Task directions:
Where does the string "pendant" occur in the records below? Copy every line that holds it.
*** Opening of Input for this task ***
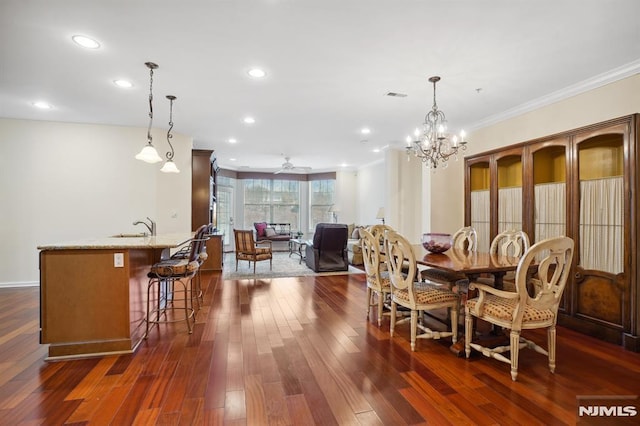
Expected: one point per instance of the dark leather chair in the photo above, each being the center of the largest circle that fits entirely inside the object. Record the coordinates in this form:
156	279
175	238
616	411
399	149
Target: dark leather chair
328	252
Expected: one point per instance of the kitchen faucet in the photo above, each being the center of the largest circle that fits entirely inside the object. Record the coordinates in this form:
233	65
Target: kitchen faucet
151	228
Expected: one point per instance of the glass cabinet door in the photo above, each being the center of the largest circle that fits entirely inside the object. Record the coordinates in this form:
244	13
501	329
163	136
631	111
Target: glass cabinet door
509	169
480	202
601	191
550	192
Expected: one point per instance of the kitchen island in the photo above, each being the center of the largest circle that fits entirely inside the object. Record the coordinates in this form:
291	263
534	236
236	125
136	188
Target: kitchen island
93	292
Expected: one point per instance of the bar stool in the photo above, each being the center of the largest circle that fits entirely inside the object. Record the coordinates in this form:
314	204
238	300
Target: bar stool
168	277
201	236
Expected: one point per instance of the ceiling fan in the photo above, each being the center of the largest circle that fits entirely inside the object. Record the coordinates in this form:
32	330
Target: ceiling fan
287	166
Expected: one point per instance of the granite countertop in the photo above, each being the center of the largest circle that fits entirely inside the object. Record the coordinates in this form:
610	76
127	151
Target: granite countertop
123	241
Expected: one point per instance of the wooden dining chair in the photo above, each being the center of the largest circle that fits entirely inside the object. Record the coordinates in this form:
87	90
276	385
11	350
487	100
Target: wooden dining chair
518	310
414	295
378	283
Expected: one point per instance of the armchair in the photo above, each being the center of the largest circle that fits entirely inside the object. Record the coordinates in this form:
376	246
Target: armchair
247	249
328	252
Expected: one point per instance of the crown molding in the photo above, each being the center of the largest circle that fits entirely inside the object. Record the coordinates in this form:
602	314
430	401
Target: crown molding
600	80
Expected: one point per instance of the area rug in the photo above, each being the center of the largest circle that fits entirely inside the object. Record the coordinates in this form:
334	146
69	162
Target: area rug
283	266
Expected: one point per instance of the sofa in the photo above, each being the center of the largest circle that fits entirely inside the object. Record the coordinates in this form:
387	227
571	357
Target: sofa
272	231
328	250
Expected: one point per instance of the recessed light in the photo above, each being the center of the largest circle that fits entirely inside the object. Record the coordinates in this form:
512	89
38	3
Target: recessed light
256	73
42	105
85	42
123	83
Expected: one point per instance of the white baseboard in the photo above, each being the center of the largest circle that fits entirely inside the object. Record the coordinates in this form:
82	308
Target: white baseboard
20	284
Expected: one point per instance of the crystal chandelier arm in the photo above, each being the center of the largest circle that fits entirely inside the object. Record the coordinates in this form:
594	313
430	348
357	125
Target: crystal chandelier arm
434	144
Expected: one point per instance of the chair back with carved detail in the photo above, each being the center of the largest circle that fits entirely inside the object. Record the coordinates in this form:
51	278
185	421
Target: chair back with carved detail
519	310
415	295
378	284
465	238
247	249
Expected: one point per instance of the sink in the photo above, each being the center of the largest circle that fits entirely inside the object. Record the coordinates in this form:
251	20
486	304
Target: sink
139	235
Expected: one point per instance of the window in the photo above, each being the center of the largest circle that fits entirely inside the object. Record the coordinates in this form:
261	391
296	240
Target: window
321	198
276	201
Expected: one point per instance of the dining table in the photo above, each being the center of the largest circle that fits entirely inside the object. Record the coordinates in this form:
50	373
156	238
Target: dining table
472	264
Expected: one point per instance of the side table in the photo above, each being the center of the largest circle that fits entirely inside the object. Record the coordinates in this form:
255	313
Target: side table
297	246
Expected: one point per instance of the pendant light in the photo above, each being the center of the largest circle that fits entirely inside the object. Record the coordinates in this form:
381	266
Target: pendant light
*** Close of Input for this task ***
Task solution:
Expected: one point per instance of the pendant light in the photo above, each being the center of the largest circle that fits entirely inside the object. Record the coordinates in this form:
Target: pendant light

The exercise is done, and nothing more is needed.